## Brief
Print each of the following rows word for word, but leave the pictures out of your output.

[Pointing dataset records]
════════════════════
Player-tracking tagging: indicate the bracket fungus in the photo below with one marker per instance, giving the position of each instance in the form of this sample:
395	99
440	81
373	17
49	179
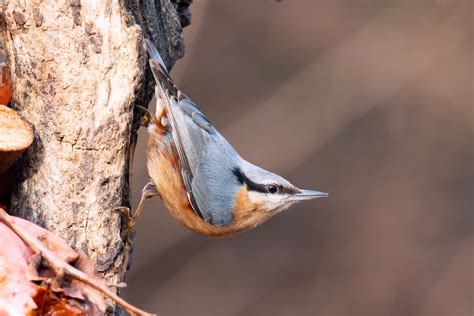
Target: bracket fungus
16	135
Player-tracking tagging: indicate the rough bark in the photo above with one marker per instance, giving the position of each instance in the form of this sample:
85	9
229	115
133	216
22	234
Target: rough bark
78	69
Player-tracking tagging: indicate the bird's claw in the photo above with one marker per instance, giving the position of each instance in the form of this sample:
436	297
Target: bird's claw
146	118
129	222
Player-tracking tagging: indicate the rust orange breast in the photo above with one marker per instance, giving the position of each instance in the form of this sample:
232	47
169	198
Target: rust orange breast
164	169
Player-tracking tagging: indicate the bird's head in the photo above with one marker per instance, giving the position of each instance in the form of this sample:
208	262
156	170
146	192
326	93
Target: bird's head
269	192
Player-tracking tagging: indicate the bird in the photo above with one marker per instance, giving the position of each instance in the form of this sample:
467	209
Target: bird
206	185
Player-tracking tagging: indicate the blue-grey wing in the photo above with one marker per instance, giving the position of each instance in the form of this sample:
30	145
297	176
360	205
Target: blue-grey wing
206	158
211	160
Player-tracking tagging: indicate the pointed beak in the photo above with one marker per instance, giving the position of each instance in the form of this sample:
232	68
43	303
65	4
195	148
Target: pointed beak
309	195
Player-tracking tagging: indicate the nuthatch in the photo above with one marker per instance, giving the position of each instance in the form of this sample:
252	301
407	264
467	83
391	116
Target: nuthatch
199	176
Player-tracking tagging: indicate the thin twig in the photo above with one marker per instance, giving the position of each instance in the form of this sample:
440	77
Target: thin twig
60	265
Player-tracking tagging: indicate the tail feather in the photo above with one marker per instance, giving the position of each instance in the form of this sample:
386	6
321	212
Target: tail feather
161	74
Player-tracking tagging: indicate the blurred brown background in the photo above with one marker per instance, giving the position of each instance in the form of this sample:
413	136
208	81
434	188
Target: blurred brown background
368	100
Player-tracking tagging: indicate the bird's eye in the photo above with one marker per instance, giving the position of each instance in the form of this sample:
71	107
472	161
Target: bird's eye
272	188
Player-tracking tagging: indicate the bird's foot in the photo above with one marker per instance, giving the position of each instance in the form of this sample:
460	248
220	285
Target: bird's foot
148	191
146	118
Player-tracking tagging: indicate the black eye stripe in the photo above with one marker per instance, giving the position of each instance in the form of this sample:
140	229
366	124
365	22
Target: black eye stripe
263	188
250	184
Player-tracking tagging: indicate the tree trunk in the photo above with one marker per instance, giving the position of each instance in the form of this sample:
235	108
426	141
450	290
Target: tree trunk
78	69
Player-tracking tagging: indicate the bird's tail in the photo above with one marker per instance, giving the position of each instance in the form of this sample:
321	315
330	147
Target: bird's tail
165	87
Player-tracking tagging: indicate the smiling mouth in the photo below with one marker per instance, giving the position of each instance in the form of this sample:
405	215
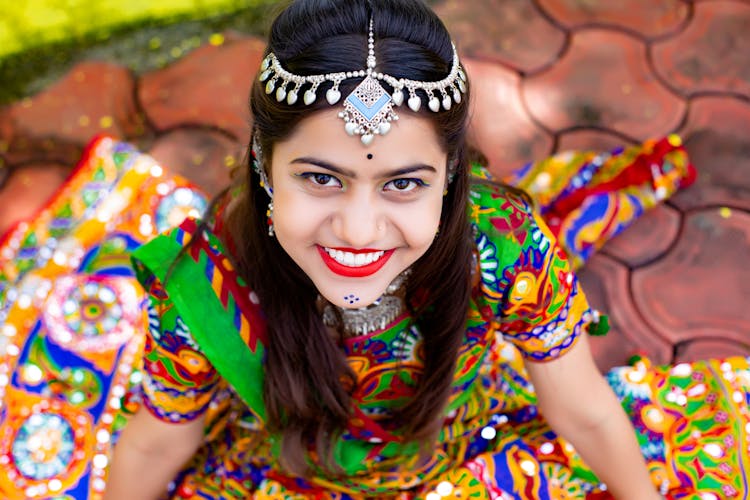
════════════════════
## Written reply
Player-tracking tagging: indicate the bracket fungus in the photo below with one marker per instance, giving the position of each instance in the form of this sample:
395	99
440	81
373	17
49	179
Target: bracket fungus
16	135
Player-tracking tagging: indicate the rough bark in the photo above with one marker per instance, giving the position of each instance in the form of this sample:
85	9
229	115
133	216
22	234
Target: rough bark
78	69
Player-tracking tagging: indicate the bird's claw in the photo above with one marker per instance, giving the position of each instance in the form of this sample:
436	297
Target: bird's claw
146	118
129	222
Player-tracking tagging: indicate the rust orange breast in the photo above with one marker per instance, giving the position of each instance in the form of this sample:
232	47
169	198
Target: rust orange breast
164	169
Player-tracking tagging: indicate the bird's head in the photo above with one marker per instance, giving the position of each instance in the form of this sample:
208	262
156	170
146	192
326	93
Target: bird's head
269	192
Player-tracking tagging: indicate the bird in the photo above with one marker per instance, giving the position of each instance in the form of this sample:
467	209
Target: bird
206	185
Player-tracking tagging: indicate the blue-grey wing in the photo above with one marker per instance, giving the position of each instance in the form of this sample:
30	145
297	176
360	205
Target: blue-grey wing
206	158
211	160
Player-tracking tagging: indicate the pointed beak in the photo above with one marker per instance, giving the position of each instance in the form of this sample:
232	68
43	303
65	4
195	148
Target: pointed beak
309	195
Player-tracking tagging: indicate the nuthatch in the photo above with one marker per instance, giving the position of each instance in the form of this sample:
252	301
407	264
467	83
391	116
Target: nuthatch
199	176
Player-tracking tagging: indicate the thin twig in the photo above with one marker per instance, giving the position of each instance in the form of this sample:
440	77
Target: thin twig
60	265
Player-tracking tagging: indicate the tail feather in the photo above with one marker per instance, giving the position of each instance in the form of this sample:
386	6
321	212
Target: tail feather
161	74
Player-tracking tagging: indicate the blurred brown background in the photo above with one marker per instance, giving the position of each instance in the form of this sample:
413	136
208	81
434	188
Target: blurred brown background
368	100
Player-tracking tagging: indicate the bird's eye in the photo above with one marker per instance, giving the position of each instance in the form of this sample:
71	107
472	161
Target: bird's eye
272	188
Player-tracking tagging: indicate the bird's foot in the photo above with one marker per instance, giving the position of each instance in the form of this sample:
460	248
220	285
Target: bird's foot
148	191
146	118
Player-tracking tagging: indicate the black eye stripe in the photo above with one marker per instance, giving the position of each instance in the form of this sample:
140	229
366	124
365	22
Target: black eye stripe
263	188
250	184
Player-tracking tagging: indicate the tree trunk in the photo above with one marker per instance, giving the position of each instance in the form of this sample:
235	108
426	141
450	290
Target: tree trunk
78	69
Player-tracking tagging: indicate the bird's tail in the photo above with one marker per instance, giving the position of each instance in the form of this sample:
321	315
330	147
Target: bird's tail
165	87
Player-tracking tagging: indicate the smiling mouth in the photo below with one marker per instance, giving the position of each instance in the form of this sample:
405	215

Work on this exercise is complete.